*EXERCISE AIM:*
Extract each line of the data below exactly as written.

Pointing records:
* start *

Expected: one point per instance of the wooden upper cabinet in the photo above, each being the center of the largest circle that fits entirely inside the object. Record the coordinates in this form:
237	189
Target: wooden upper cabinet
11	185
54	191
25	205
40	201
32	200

* end *

*SOLVED EXERCISE:*
Expected: one point per instance of the wooden upper cabinet in the photo above, each being the center of the largest circle that fits entirely inside the object. Record the coordinates in this form:
237	189
Target: wooden upper cabinet
11	185
54	191
25	205
40	201
32	200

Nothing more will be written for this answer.